- Supplied passage
☆ ☆ ☆

I set up an Windows 2008 R2 instance on EC2 the other day that did not have
IIS7 installed. Even launching the WPI on that instance was painful. IE8 is
the default browser, and the default settings in IE wouldn't let you launch
the application, and for the life of me I couldn't figure out where the
security restrictions were.

So then I went and download Chrome which didn't have the security
restrictions, and then I was able to download the WPI and run it.

From within the WPI, I selected IIS7 and .NET 4.0. Ninety minutes later + a
reboot or two later IIS7 was installed.

------
urza
I suggest to also check out WebMatrix

<http://www.microsoft.com/web/webmatrix/>

[http://weblogs.asp.net/scottgu/archive/2010/07/06/introducin...](http://weblogs.asp.net/scottgu/archive/2010/07/06/introducing-
webmatrix.aspx)

------
zushiba
Not specific for windows but I do like Adobe's Browser labs.

☆ ☆ ☆

- Data segment

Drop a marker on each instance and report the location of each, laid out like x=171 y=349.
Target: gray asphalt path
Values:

☆ ☆ ☆

- The task
Reproduce the forum thread above about installing IIS7 on a Windows 2008 R2 EC2 instance word for word, from its first line through its last.

- Solution to this problem
I set up an Windows 2008 R2 instance on EC2 the other day that did not have
IIS7 installed. Even launching the WPI on that instance was painful. IE8 is
the default browser, and the default settings in IE wouldn't let you launch
the application, and for the life of me I couldn't figure out where the
security restrictions were.

So then I went and download Chrome which didn't have the security
restrictions, and then I was able to download the WPI and run it.

From within the WPI, I selected IIS7 and .NET 4.0. Ninety minutes later + a
reboot or two later IIS7 was installed.

------
urza
I suggest to also check out WebMatrix

<http://www.microsoft.com/web/webmatrix/>

[http://weblogs.asp.net/scottgu/archive/2010/07/06/introducin...](http://weblogs.asp.net/scottgu/archive/2010/07/06/introducing-
webmatrix.aspx)

------
zushiba
Not specific for windows but I do like Adobe's Browser labs.